INPUT: Begin

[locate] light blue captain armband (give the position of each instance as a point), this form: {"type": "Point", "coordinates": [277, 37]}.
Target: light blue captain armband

INPUT: End
INPUT: Begin

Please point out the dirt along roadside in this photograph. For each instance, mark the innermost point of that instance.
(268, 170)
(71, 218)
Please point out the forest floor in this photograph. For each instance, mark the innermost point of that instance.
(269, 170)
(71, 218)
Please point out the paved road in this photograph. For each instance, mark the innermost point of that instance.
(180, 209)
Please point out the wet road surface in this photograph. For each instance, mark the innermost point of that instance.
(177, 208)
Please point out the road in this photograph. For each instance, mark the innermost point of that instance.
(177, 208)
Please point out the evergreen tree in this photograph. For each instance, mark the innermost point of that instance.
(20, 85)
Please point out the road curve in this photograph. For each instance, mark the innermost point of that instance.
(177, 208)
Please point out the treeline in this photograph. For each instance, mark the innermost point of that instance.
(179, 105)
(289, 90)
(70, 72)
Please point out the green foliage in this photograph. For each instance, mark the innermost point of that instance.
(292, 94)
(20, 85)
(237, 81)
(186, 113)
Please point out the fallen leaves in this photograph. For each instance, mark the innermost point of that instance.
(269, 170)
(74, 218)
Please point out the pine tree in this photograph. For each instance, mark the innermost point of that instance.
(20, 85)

INPUT: End

- **WORK INSTRUCTIONS**:
Search the listing for the word "blue", and copy every line in which it is found.

- **SOLUTION FOR THIS PROBLEM**:
[locate] light blue captain armband (give the position of each instance as a point), this form: {"type": "Point", "coordinates": [277, 37]}.
Target: light blue captain armband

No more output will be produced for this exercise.